* THE REQUEST: Quote all of the entries word for word.

* DATASET ROWS:

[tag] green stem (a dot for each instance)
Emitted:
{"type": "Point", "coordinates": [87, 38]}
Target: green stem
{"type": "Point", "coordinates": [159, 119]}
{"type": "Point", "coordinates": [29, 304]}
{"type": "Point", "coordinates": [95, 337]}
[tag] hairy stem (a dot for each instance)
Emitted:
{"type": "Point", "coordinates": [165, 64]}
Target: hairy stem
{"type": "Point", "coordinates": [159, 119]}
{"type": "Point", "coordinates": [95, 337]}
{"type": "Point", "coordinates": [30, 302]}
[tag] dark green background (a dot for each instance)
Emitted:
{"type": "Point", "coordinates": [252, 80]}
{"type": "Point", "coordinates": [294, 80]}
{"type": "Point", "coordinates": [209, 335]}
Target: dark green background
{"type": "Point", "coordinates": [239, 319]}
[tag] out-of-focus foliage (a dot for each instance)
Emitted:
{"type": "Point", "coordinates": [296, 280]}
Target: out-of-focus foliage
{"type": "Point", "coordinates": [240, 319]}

* SOLVED EXERCISE:
[tag] green stem (a dot for each instance)
Emitted:
{"type": "Point", "coordinates": [87, 38]}
Target: green stem
{"type": "Point", "coordinates": [159, 119]}
{"type": "Point", "coordinates": [29, 304]}
{"type": "Point", "coordinates": [95, 337]}
[tag] hairy stem (a dot for each instance)
Emitted:
{"type": "Point", "coordinates": [165, 64]}
Target: hairy stem
{"type": "Point", "coordinates": [159, 119]}
{"type": "Point", "coordinates": [95, 337]}
{"type": "Point", "coordinates": [30, 302]}
[tag] dark green background (a dot for each instance)
Emitted:
{"type": "Point", "coordinates": [252, 80]}
{"type": "Point", "coordinates": [294, 80]}
{"type": "Point", "coordinates": [209, 335]}
Target: dark green background
{"type": "Point", "coordinates": [239, 319]}
[tag] out-of-focus foliage (a dot for each instance)
Emitted:
{"type": "Point", "coordinates": [296, 280]}
Target: out-of-focus foliage
{"type": "Point", "coordinates": [240, 319]}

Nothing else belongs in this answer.